(Named object pointing entries)
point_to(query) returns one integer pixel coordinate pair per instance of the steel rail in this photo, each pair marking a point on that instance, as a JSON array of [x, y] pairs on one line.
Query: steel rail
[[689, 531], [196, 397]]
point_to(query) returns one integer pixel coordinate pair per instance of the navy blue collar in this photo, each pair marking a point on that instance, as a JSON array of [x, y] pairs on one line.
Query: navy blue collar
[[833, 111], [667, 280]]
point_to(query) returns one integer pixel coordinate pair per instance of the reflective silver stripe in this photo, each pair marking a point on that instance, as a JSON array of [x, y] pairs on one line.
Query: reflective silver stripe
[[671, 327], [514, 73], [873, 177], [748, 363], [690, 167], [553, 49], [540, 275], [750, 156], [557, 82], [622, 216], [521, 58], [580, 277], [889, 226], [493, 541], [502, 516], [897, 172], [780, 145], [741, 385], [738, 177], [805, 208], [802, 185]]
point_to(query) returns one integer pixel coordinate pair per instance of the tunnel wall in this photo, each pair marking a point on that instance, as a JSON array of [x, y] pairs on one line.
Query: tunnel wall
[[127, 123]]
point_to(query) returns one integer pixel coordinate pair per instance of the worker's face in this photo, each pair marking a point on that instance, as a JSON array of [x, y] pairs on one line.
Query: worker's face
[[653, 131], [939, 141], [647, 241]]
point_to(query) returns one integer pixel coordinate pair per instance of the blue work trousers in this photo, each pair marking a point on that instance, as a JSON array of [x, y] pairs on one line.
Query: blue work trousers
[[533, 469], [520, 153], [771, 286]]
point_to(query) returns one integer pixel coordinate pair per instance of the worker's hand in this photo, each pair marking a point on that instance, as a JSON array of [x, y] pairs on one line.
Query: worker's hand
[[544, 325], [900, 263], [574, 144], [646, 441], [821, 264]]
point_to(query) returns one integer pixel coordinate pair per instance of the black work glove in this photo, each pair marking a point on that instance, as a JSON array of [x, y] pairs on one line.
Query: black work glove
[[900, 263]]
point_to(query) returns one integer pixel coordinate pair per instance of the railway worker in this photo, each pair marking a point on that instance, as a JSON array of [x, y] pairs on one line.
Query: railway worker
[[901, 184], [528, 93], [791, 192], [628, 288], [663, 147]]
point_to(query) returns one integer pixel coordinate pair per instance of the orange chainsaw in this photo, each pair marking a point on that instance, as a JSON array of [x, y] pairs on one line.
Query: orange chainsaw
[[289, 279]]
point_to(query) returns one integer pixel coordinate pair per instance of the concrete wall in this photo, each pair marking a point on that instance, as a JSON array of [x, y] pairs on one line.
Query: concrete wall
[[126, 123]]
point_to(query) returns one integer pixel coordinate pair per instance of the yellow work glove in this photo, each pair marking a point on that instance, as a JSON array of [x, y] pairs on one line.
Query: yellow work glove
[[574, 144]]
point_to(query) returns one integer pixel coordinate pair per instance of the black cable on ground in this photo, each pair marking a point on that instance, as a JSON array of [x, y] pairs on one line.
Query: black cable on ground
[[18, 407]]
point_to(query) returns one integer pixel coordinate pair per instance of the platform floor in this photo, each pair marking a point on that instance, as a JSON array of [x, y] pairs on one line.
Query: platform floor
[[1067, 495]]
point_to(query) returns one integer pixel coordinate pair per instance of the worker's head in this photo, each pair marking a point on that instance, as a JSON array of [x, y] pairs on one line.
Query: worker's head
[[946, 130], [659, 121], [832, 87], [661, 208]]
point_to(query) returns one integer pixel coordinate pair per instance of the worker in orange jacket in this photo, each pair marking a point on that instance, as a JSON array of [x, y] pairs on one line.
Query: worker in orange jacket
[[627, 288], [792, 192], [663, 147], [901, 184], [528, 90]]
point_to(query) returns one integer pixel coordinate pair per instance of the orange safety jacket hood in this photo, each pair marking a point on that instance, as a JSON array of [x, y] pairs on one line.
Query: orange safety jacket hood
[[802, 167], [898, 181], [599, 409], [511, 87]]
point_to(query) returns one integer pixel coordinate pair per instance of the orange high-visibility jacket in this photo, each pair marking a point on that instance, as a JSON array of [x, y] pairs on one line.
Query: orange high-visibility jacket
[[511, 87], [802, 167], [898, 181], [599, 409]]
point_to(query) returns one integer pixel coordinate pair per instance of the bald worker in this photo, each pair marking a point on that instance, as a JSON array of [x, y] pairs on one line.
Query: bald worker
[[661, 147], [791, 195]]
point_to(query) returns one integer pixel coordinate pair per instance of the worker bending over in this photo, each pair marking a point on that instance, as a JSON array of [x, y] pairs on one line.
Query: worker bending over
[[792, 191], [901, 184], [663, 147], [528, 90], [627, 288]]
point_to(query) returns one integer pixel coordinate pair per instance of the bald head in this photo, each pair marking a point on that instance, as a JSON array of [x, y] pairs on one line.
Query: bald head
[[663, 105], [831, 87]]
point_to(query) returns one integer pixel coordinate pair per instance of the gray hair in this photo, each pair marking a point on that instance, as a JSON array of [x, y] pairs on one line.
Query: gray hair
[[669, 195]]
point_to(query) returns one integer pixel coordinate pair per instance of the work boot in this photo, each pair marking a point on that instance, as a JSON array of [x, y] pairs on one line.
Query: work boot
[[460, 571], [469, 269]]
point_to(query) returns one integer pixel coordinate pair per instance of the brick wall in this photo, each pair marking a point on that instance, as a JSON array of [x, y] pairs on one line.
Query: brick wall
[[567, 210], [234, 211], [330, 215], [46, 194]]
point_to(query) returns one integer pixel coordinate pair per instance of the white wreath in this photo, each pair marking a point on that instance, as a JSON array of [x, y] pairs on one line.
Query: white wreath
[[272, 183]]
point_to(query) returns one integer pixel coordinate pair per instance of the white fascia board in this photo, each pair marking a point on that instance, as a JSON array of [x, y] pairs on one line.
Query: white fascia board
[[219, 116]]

▸ **What the task requires**: Please output the complete data exactly.

▸ **Correct output**:
point_to(query) returns one integer pixel coordinate pair per instance of the steel rail in this photo, each pair marking a point on that instance, as a JSON array of [x, y] pairs on one line.
Query: steel rail
[[689, 531], [196, 397]]
point_to(query) returns one integer pixel coordinate pair per instance of the navy blue collar in this photo, each pair marking a point on that instance, as a JSON array of [x, y] pairs on one line.
Query: navy blue collar
[[833, 111], [667, 280]]
point_to(query) returns one integer pixel coordinate pair per instance of the reflective silver stripe in this photo, each pair marking a point on that instance, as a JSON array of [x, y] pairs on one line.
Query: reflective silver stripe
[[671, 327], [514, 73], [873, 177], [748, 363], [690, 167], [553, 49], [540, 275], [750, 156], [557, 82], [622, 216], [521, 58], [580, 277], [889, 226], [493, 541], [502, 516], [897, 172], [780, 145], [741, 385], [738, 177], [805, 208], [802, 185]]
point_to(query) returns one integer pixel coordinate pair per instance of the tunnel wall in this photo, each pair marking a point on that instance, as a JSON array of [x, y] pairs on one line.
Query: tunnel wall
[[127, 123]]
point_to(query) returns one integer pixel coordinate pair per instance of the worker's face in this photo, each pair marking a point on that instance, as a JSON array of [x, y] pairs on one line.
Query: worker's face
[[653, 131], [939, 141], [647, 241]]
point_to(query) returns one integer pixel coordinate pair per instance of the blue work trousers in this photo, each pair marking a point on that instance, as a JSON array of [x, y] pairs on one line.
Query: blue work trousers
[[533, 469], [520, 153], [771, 286]]
point_to(query) returns one integer pixel coordinate pair per instance of the worker's hand in this photo, each pair marking a point on that instance, as a JSON array of [x, y] pairs on one line.
Query: worker's hand
[[544, 325], [900, 263], [574, 144], [646, 441], [821, 264]]
point_to(query) returns one integer pixel coordinate pair per instance of the black work glove in this photo, each pair marking a point on that instance, as a JSON array of [x, y] pairs on one line.
Query: black work glove
[[900, 263]]
point_to(query) returns one integer pixel coordinate pair per instance of the railway worker in this photo, each pair marking a point on that instance, as a JSON array of [x, y] pairs on one line.
Query: railway worker
[[901, 184], [528, 93], [791, 192], [628, 288], [663, 147]]
point_to(query) returns one integer pixel coordinate pair per instance of the orange chainsaw in this photo, each pair marking a point on that instance, as a JSON array of [x, y] pairs on one line.
Query: orange chainsaw
[[289, 279]]
point_to(query) returns one integer pixel coordinate pair per instance of the concrete wall in this photo, each pair marking a point on that instance, as a JSON array of [x, y] pairs on one line.
Query: concrete wall
[[126, 123]]
point_to(query) returns one integer pixel coordinate pair per instance of the yellow work glove in this photo, each pair marking a point on that instance, as a JSON array of [x, y] pairs on one line.
Query: yellow work glove
[[574, 144]]
point_to(query) returns one integer pixel coordinate pair per instance of the black cable on ground in this photo, each pair marking a point on that instance, as a JSON array of [x, y] pairs on one line.
Query: black cable on ground
[[18, 407]]
point_to(query) returns one integer pixel coordinate pair per instance of the platform floor in this photo, each pair marking a point on that instance, as a JSON array of [x, y] pairs on one line.
Query: platform floor
[[1067, 495]]
point_to(query) returns one integer pixel coordinate pair per instance of the worker's head in this photo, each pair marking a point on that instance, as a JSON array of [x, y] pairs on one line.
Query: worker's head
[[946, 130], [659, 121], [832, 87], [661, 208]]
point_to(query) returns one integer pixel coordinate pair per instance of the worker in orange jacket in this photo, each pair marking a point on that instance, as a JSON array of [x, y] pairs on one line.
Query: worker in orange jacket
[[627, 288], [792, 192], [663, 147], [901, 184], [528, 90]]
point_to(query) returns one integer pixel coordinate pair per instance of the orange safety jacket hood in this photo, each pair marking a point on that instance, as a JSON array of [x, y] pairs on one line.
Query: orange safety jacket hood
[[802, 167], [898, 181], [599, 409], [511, 87]]
point_to(query) returns one integer pixel coordinate pair per instance of the orange high-visibility jacket in this photo, each pair marking a point on that instance, as a JSON array of [x, y] pairs on one line.
Query: orange high-visibility jacket
[[511, 87], [802, 167], [898, 181], [599, 409]]
point_to(query) returns one integer pixel coordinate pair per instance of the bald worker in this photo, each pair marking a point on that instance, as a JSON array of [x, y] pairs on one line.
Query: bald worker
[[661, 147], [791, 195]]
point_to(query) returns one integer pixel coordinate pair per instance of the worker bending over in this photo, each pair marking a point on that instance, as a JSON array of [x, y] pairs on one line.
Query: worker bending over
[[792, 191], [901, 184], [663, 147], [528, 90], [627, 288]]
point_to(query) returns one integer pixel coordinate pair per instance of the bald head in this photo, each pair marking a point on that instance, as a JSON array of [x, y] pairs on one line.
Query: bald head
[[663, 105], [831, 87]]
point_to(query) returns one integer pixel coordinate pair per instance of the gray hair in this photo, each pair marking a point on that instance, as a JSON array of [x, y] pairs on one line.
Query: gray hair
[[669, 195]]
point_to(query) returns one integer pixel coordinate pair per instance of the work boot in this photo, each pair marking a point on that instance, as a JSON array of [x, y] pairs on one line.
Query: work boot
[[460, 571], [469, 269]]
point_to(query) returns one integer pixel coordinate pair per instance of the brick wall in this photo, each pair marking a point on that instance, as a JSON array of [x, y] pairs on one line.
Query: brick wall
[[567, 210], [234, 211], [330, 215], [46, 194]]
point_to(query) returns one integer pixel coordinate pair per instance of the white wreath in this photo, each pair marking a point on that instance, as a JSON array of [x, y] pairs on one line.
Query: white wreath
[[272, 183]]
point_to(query) returns one integer pixel coordinate pair per instance of the white fascia board in this photo, each pair marking a point on that instance, as a JSON array of [x, y] pairs on one line.
Query: white fascia board
[[219, 116]]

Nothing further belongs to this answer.